**EXERCISE:** Copy out the entries below and replace "drop one marker" with "place a single point" wherever it appears. Keep every other character unchanged.

— begin DATA LISTING —

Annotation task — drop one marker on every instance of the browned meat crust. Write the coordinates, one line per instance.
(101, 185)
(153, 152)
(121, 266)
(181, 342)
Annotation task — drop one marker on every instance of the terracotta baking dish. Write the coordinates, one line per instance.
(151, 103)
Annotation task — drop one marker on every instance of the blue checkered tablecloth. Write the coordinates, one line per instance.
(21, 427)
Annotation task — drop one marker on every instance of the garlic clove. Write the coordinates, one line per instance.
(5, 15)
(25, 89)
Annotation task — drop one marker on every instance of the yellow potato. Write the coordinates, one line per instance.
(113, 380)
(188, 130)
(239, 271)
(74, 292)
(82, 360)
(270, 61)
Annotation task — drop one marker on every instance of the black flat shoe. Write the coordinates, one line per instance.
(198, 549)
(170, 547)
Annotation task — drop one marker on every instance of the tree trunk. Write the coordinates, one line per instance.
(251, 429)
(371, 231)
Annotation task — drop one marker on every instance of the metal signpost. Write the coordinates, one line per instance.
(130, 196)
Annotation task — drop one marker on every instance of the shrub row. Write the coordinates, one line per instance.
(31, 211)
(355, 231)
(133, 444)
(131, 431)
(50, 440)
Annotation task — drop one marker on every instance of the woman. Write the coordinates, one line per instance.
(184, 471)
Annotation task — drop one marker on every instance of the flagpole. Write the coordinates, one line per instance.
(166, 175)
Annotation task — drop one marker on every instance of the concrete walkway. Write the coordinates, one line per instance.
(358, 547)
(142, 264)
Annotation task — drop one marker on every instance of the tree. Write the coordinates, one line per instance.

— end DATA LISTING —

**THE COMPLETED TASK:**
Annotation task — place a single point on every instance of the browned meat crust. Write the coordinates, one line per instance.
(101, 185)
(153, 152)
(121, 266)
(181, 342)
Annotation task — place a single point on every instance of the terracotta baking dish. Write the coordinates, one line per instance.
(151, 103)
Annotation task — place a single point on every instance of the blue checkered tablecloth. Write the coordinates, one line per instance.
(21, 427)
Annotation task — place a single point on every instance of the garlic clove. Write the coordinates, one line per instance.
(5, 15)
(25, 89)
Annotation task — place a single point on every instance of the yellow potato. Write the coordinates, one line per instance.
(113, 380)
(188, 130)
(239, 271)
(74, 292)
(82, 360)
(270, 61)
Annotation task — place a single point on every instance of the black flat shoe. Write the coordinates, one line per instance.
(198, 549)
(170, 547)
Annotation task — place a single point on every instance of the tree trunk. Write the coordinates, one line per instance.
(251, 429)
(371, 231)
Annotation task — place a single point on every instance of the metal signpost. Write the coordinates, one line per instance.
(130, 196)
Annotation task — place a single point on every instance of the shrub row. Write the coordinates, one line per instance.
(31, 211)
(355, 231)
(133, 444)
(131, 431)
(50, 440)
Annotation task — place a single point on every instance of the woman. Write the coordinates, one line per instance.
(184, 471)
Annotation task — place a single point on every instance of the flagpole. Write the coordinates, one line per instance.
(166, 175)
Annotation task — place a single point on every instance of the concrete walkway. Write the coordinates, one line per instance.
(358, 547)
(142, 264)
Annotation task — place a single point on every instance of the tree. Write the coordinates, one line per instance.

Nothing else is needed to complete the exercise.